Exercice: D'après l'entretien, quand l'université d'été sur l'ensemble de l'Afrique doit-elle être lancée ?

Texte source:
^^^^^^^^

L’Economiste: Quel est exactement le contenu de cet accord? - Jean-François Fiorina: Le premier volet vise la création d’un master en informatique décisionnelle dédié aux managers marocains. On a prévu aussi des activités de recherche avec des bourses octroyées par SAS à des étudiants de l’ESCA afin de mener des projets dans la grande distribution et la banque-assurance. Le lancement d’une université d’été en juillet 2007 sur l’ensemble de l’Afrique figure aussi parmi nos objectifs.

La majorité des entreprises marocaines n’ont pas de structure dédiée à l’intelligence économique. Ne craignez-vous pas qu’il y ait un décalage entre la formation et le marché du travail? - Non, parce que nous avons déjà développé ce type de partenariat avec SAS Institue qui est déjà en relation avec des clients grands comptes (RAM, Meditel...). Donc, elle maîtrise parfaitement les besoins en formation. Les filiales marocaines des multinationales utilisent les logiciels SAS. A ce titre, la gestion de la connaissance et la prise de décision sont des éléments stratégiques pour les entreprises. C’est pour cela que la formation d’informatique décisionnelle ne s’adresse qu’aux managers.

^^^^^^^^

Données à analyser:
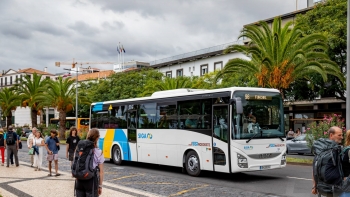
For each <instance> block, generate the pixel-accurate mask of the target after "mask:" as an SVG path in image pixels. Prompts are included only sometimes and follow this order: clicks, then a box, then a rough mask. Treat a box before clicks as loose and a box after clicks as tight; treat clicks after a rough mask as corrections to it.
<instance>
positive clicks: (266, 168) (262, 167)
mask: <svg viewBox="0 0 350 197" xmlns="http://www.w3.org/2000/svg"><path fill="white" fill-rule="evenodd" d="M270 168H271V166H260V170H267V169H270Z"/></svg>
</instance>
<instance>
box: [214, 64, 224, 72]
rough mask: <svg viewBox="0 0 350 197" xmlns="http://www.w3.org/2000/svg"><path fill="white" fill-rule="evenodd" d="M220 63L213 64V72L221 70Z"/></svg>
mask: <svg viewBox="0 0 350 197" xmlns="http://www.w3.org/2000/svg"><path fill="white" fill-rule="evenodd" d="M221 69H222V62H214V70H221Z"/></svg>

^^^^^^^^

Tâche accomplie: En juillet 2007.